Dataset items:
◇ ◇ ◇ ◇ ◇ ◇ ◇

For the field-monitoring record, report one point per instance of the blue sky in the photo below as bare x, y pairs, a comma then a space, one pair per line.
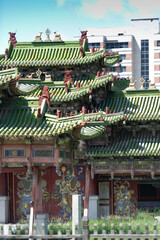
29, 17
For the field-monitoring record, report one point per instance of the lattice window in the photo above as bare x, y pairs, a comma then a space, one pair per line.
68, 155
43, 153
14, 153
61, 154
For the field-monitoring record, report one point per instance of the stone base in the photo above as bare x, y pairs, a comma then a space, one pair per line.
39, 219
4, 209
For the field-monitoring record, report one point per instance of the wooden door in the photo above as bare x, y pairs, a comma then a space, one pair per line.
104, 198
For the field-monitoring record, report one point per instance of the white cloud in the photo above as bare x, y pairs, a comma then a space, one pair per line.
145, 7
99, 8
60, 3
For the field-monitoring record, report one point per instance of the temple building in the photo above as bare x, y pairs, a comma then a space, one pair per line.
68, 126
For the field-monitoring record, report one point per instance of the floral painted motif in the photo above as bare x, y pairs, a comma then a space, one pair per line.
24, 192
124, 199
66, 186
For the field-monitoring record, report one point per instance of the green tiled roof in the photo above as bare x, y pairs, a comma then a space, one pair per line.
138, 105
95, 129
127, 146
51, 54
23, 123
7, 76
58, 93
33, 88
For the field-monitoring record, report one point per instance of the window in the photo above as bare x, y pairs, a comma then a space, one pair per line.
68, 155
12, 153
95, 45
123, 69
64, 154
112, 69
158, 43
43, 153
111, 45
149, 192
123, 56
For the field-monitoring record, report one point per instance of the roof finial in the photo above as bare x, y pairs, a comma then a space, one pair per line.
48, 32
38, 37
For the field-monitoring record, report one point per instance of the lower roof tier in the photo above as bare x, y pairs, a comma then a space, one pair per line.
138, 105
24, 123
125, 145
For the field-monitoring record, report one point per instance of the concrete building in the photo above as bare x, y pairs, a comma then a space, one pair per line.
138, 45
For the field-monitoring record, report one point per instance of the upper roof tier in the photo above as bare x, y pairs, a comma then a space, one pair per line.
50, 54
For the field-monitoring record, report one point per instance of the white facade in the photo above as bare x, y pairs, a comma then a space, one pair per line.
142, 54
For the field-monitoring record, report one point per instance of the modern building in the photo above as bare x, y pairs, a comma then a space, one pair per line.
138, 46
68, 127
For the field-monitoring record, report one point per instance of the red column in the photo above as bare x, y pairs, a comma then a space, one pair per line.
87, 190
37, 190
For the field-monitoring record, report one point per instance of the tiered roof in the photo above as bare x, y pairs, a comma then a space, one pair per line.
142, 145
53, 54
22, 115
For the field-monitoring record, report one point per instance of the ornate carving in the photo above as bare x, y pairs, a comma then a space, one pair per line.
68, 78
57, 37
142, 81
45, 95
81, 51
39, 73
48, 32
12, 39
38, 37
83, 36
6, 53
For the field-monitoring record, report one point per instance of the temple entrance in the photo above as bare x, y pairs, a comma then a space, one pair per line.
104, 198
148, 195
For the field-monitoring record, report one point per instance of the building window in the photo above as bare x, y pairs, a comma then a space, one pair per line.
95, 45
123, 69
145, 61
158, 43
68, 155
64, 154
110, 45
43, 153
149, 192
123, 56
12, 153
112, 69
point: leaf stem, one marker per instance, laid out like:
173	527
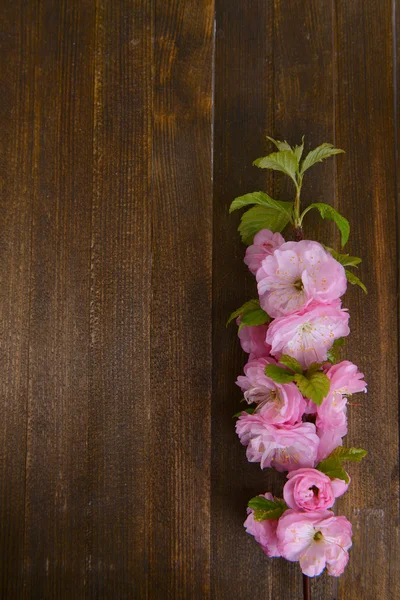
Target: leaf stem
296	209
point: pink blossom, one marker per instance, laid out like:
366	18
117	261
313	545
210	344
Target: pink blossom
284	447
309	333
297	273
252	340
315	539
278	403
332	413
346	379
263	531
309	489
265	242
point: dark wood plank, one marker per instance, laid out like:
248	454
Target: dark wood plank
367	195
304	72
181	305
120	295
244	113
17	51
56	488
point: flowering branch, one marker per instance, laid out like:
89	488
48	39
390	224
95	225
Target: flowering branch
293	382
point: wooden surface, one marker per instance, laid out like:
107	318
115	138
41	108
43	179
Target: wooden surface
127	127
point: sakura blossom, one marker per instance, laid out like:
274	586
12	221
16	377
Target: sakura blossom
263	531
264	243
331	420
309	333
310	490
346	379
278	403
297	273
316	539
283	447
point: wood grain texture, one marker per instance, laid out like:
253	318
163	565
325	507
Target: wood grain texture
304	101
56	463
17	49
120	299
244	113
127	127
181	304
367	195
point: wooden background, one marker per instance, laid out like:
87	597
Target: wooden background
126	129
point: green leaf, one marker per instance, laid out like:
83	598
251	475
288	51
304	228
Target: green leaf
254	317
298	150
284	161
353	454
344	259
313	368
328	212
261	199
248	410
353	279
318	155
334	352
315	387
291	362
261	217
261	503
267	509
333	468
332	465
282	146
278	374
248	306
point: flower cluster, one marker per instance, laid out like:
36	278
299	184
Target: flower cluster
297	392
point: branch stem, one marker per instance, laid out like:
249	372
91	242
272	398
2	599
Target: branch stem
306	588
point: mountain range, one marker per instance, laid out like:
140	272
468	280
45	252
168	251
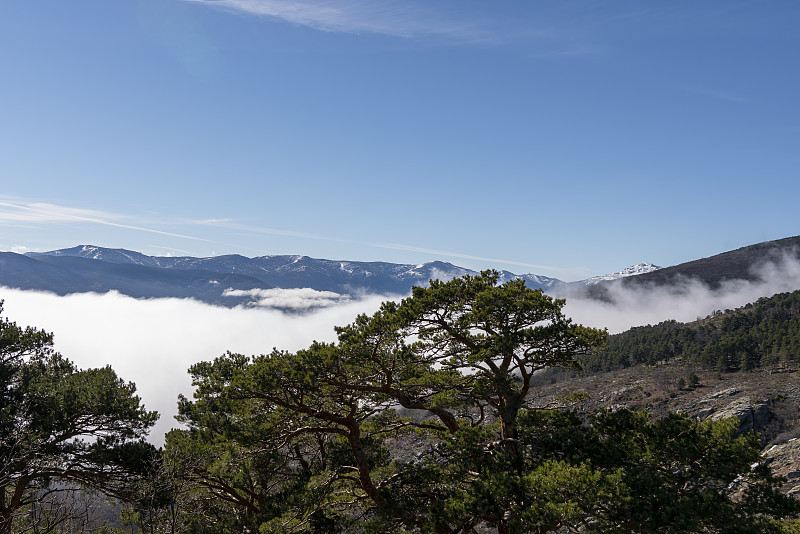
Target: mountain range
234	280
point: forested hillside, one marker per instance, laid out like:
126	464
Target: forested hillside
765	333
421	418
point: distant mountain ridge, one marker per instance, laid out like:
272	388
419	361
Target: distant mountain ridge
231	280
234	280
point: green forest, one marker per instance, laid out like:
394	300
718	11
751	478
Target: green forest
765	333
416	420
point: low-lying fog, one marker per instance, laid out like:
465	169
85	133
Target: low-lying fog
153	342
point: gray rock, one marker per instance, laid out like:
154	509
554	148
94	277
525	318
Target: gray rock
751	416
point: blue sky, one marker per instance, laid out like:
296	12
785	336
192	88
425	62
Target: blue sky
568	138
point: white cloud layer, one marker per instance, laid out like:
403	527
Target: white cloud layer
289	299
153	342
683	302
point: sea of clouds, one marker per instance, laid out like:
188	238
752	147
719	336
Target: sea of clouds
153	342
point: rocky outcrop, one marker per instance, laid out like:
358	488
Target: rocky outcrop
751	415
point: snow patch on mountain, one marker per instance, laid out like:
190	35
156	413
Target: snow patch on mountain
633	270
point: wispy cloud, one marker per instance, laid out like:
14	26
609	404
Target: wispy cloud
38	212
16	211
719	95
386	17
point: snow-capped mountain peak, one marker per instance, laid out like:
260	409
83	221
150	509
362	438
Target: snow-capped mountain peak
633	270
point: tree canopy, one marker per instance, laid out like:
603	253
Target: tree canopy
418	420
62	425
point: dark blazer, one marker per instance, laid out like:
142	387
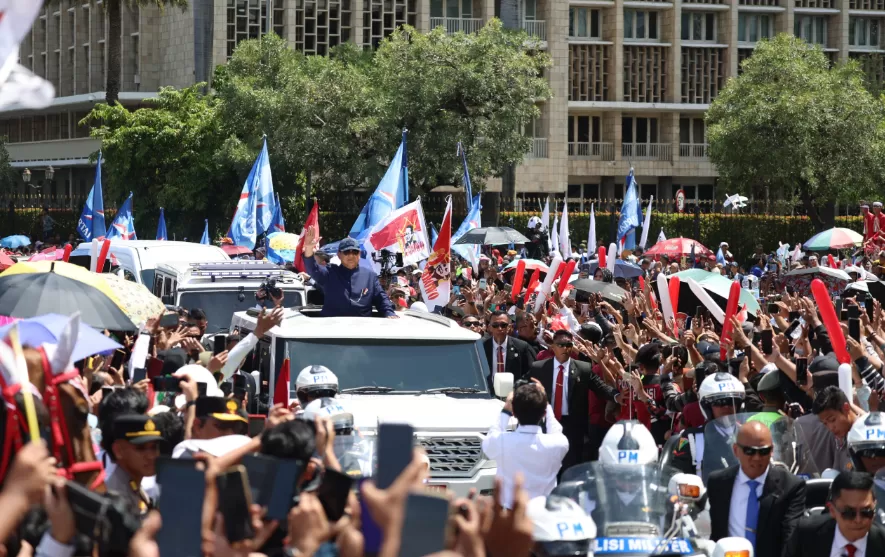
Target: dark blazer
519	358
813	537
780	507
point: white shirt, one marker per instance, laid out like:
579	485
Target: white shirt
740	494
527	451
566	365
839	543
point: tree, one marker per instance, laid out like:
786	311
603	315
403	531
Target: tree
115	28
792	123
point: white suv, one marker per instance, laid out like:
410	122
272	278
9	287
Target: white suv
421	369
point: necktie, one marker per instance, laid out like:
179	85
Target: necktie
557	401
752	512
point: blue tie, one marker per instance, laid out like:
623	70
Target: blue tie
752	512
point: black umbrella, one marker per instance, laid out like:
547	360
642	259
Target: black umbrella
31	294
492	236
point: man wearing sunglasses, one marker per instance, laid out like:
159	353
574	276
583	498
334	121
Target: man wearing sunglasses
849	528
752	499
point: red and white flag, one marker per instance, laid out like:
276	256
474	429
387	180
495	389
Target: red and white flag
436	280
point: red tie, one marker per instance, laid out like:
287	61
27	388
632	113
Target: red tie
557	402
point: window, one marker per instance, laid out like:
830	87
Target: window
698	26
811	28
640	25
754	27
584	23
863	31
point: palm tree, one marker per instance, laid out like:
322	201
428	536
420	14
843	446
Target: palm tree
115	26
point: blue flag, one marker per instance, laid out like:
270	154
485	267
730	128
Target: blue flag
123	227
256	205
91	223
161	227
277	224
391	194
630	211
468	187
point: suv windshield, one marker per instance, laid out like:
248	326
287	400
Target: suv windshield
403	365
220	305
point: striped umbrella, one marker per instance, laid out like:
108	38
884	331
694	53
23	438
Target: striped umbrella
834	238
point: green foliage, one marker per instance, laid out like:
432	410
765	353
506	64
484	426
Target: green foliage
791	123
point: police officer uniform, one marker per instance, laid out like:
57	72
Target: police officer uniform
136	429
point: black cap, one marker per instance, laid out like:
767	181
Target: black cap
138	429
224	409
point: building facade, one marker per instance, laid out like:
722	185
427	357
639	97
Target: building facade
631	79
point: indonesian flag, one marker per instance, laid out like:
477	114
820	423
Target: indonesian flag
402	231
436	280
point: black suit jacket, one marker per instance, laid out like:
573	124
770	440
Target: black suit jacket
813	537
780	507
519	358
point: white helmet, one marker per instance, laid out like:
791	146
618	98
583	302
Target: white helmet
316	381
628	442
720	386
867	438
560	527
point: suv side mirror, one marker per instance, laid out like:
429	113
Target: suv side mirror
503	384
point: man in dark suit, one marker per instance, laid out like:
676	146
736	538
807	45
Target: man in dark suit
753	500
505	353
568	383
850	528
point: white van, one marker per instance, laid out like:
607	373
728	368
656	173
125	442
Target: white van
139	258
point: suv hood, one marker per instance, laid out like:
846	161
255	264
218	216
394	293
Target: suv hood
436	412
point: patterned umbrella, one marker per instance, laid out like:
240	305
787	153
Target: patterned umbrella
834	238
678	247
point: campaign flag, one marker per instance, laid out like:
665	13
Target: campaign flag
472	220
391	194
402	231
123	226
468	187
436	279
256	205
161	226
277	224
313	219
629	213
91	223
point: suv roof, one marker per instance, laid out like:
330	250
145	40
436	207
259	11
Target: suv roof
413	325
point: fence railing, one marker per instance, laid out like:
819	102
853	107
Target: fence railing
596	151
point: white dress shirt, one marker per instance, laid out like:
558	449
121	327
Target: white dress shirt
839	543
737	511
527	451
566	366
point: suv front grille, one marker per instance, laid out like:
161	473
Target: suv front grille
452	456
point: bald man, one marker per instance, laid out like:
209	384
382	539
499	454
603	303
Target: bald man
753	499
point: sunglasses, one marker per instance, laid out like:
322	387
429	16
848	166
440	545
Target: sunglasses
850	513
753	451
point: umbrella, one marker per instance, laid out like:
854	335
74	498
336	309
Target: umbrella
835	279
33	294
607	290
716	285
14	242
678	247
623	269
48	328
530	265
492	236
136	301
834	238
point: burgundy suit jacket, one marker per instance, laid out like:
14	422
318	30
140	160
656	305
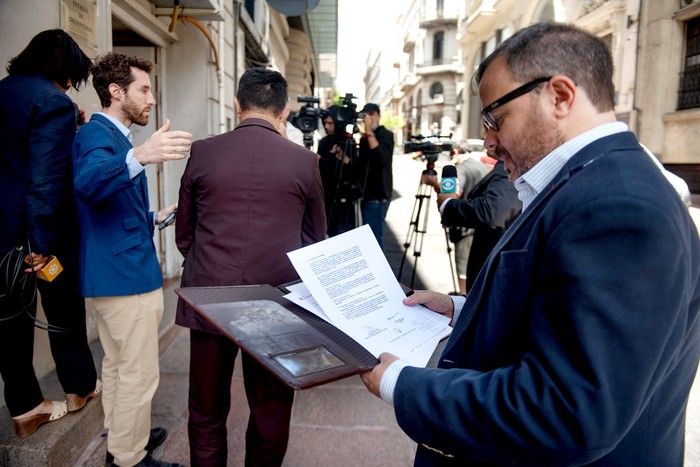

◇ ◇ ◇ ◇ ◇ ◇ ◇

Using the data above, transcribe the lines that run from the line with "point: building facade, one" to the line with "point: suv side", both ends kept, and output nothing else.

[Solution to the problem]
point: building facade, one marker per instance, laid out like:
722	185
427	357
639	97
Target: building facade
631	79
point: indonesian flag, one marker per instance, laid out like:
477	114
820	423
Target: indonesian flag
402	231
436	280
point: black suit jacket, one marker per instance, laid out like:
573	124
770	440
Target: black suit jacket
813	537
780	507
519	358
point: white helmet, one marker per instance, laid out like:
791	146
618	98
583	302
Target: white helmet
316	381
628	442
720	386
867	438
560	527
point: suv side mirror, one marker per instance, laid out like:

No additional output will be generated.